*DESCRIPTION OF THE TASK:*
Could you restate, word for word, the line that has "Pinpoint where tiled" and all lines following it through the end of the entries below?

*DATA LISTING:*
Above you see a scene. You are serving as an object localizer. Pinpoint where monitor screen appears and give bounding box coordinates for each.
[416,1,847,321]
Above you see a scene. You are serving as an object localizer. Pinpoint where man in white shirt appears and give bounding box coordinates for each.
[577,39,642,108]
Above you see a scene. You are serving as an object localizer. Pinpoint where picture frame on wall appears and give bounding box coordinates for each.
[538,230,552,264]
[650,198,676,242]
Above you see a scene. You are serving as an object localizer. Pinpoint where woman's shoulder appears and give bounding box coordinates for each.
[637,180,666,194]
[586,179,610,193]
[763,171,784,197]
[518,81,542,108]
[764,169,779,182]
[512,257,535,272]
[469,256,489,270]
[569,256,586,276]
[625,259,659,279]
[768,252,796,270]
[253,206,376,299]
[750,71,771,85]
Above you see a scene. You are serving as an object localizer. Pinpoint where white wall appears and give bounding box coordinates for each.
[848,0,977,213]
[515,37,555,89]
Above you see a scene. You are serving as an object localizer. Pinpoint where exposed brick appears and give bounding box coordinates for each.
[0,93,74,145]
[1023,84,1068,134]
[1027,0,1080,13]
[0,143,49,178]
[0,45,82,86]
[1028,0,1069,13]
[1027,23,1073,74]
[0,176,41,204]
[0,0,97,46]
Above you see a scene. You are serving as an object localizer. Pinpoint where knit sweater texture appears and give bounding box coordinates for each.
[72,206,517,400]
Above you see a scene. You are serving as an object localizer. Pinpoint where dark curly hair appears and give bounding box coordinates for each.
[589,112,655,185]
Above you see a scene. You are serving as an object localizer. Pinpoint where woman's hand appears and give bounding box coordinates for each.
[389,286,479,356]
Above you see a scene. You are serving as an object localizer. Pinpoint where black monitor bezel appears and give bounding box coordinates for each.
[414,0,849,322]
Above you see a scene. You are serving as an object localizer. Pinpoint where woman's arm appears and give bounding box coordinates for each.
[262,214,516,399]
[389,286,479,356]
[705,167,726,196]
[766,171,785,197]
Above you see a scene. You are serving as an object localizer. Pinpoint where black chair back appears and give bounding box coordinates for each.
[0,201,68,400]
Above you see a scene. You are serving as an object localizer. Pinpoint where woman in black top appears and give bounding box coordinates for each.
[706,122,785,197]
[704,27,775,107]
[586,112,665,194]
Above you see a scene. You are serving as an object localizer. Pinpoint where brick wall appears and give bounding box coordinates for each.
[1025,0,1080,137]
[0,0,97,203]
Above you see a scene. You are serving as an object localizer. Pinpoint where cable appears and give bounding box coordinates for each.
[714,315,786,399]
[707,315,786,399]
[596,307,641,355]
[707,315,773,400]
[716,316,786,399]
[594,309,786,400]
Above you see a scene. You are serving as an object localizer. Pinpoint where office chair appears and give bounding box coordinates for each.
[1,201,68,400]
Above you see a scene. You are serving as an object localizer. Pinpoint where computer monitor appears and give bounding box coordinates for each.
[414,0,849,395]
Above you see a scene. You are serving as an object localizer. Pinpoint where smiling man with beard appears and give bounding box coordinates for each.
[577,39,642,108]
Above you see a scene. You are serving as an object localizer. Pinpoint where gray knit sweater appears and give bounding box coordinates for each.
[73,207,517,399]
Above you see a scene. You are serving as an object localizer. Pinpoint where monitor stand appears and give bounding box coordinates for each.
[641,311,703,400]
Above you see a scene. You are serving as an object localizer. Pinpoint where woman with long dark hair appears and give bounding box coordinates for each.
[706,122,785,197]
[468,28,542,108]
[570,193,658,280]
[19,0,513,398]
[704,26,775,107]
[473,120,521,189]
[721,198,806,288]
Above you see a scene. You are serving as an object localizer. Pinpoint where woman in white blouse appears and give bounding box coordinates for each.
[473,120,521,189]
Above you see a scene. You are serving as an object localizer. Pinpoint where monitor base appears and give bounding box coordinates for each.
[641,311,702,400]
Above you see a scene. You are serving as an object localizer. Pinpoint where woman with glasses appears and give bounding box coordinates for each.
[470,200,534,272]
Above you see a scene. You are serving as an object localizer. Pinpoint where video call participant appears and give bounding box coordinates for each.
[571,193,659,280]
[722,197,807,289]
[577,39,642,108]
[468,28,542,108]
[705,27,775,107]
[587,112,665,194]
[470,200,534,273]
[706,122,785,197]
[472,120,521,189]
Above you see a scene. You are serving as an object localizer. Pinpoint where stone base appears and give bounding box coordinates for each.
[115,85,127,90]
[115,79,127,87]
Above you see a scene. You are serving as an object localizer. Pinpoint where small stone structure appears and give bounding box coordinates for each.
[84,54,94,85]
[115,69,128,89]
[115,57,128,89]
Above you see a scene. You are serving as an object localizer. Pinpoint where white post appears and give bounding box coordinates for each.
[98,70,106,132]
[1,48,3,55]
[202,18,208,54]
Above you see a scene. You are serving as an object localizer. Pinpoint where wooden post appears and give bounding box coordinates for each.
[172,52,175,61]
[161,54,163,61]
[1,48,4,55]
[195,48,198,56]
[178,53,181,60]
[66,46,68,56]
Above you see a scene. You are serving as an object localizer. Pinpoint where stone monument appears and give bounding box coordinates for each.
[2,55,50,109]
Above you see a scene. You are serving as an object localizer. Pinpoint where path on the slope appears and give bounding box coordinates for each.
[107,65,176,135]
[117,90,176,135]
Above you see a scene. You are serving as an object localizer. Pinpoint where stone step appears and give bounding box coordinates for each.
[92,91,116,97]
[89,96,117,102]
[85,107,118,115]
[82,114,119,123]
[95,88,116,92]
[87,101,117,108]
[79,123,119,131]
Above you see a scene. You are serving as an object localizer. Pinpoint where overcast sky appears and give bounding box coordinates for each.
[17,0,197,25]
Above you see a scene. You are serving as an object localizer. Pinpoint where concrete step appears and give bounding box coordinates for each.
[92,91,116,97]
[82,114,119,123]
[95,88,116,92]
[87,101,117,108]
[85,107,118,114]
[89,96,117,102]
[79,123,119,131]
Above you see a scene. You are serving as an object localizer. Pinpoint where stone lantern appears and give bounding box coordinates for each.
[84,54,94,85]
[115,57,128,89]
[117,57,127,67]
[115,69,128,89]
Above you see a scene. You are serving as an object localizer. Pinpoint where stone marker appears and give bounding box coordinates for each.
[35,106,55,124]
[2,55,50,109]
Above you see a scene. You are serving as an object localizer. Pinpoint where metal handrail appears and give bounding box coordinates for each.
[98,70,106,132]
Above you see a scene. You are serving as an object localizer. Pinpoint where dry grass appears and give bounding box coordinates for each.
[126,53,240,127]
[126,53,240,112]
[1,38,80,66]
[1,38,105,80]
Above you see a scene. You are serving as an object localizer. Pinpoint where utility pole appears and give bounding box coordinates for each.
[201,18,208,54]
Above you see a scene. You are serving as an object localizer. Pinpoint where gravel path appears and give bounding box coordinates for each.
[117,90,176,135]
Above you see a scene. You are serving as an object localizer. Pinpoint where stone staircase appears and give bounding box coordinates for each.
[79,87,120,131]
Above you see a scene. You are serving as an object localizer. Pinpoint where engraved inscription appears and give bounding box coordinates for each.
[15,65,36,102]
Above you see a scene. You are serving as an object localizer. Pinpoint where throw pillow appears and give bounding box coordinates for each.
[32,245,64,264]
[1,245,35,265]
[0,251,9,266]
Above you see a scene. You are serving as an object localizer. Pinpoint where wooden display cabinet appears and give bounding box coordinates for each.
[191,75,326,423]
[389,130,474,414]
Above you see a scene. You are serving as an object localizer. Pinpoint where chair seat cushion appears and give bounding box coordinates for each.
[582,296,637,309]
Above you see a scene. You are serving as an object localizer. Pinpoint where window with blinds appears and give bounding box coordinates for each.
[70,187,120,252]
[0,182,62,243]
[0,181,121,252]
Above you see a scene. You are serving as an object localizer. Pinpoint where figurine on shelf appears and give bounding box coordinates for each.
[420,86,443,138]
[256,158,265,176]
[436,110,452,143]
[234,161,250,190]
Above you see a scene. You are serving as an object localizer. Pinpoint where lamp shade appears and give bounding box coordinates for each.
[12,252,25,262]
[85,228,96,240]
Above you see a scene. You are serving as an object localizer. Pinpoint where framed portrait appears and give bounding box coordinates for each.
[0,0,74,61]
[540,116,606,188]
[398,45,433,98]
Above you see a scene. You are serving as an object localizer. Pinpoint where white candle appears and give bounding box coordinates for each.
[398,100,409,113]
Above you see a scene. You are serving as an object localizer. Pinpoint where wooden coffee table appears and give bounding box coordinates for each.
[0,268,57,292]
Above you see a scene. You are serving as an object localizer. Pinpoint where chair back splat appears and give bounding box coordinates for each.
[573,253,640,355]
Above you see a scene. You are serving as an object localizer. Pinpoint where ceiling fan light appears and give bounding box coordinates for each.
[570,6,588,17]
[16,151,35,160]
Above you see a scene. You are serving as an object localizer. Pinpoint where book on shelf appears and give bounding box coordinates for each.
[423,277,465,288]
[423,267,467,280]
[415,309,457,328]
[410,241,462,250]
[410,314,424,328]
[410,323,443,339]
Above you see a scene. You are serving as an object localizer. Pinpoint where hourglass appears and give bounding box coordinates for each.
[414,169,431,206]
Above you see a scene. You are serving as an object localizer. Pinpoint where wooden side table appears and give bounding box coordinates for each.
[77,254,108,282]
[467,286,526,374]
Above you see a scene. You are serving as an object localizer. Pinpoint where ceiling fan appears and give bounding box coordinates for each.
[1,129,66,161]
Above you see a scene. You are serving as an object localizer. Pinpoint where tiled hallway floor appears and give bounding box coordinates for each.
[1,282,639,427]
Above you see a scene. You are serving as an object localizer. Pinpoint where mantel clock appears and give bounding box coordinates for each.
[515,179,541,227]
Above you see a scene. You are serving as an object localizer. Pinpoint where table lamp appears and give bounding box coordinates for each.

*THE ANSWER:*
Above you see a scene. You are serving as an object localizer. Pinpoint where tiled hallway floor appears and give bounding box coordinates for each.
[1,282,639,427]
Above you see a scene. You are serving as an object localizer. Pinpoint where mantel clock appears and give bounding box coordinates for each.
[515,179,541,227]
Above you see a scene. You are serving as an object localizer. Pinpoint where table lamp appears and give bounding box coordinates for each.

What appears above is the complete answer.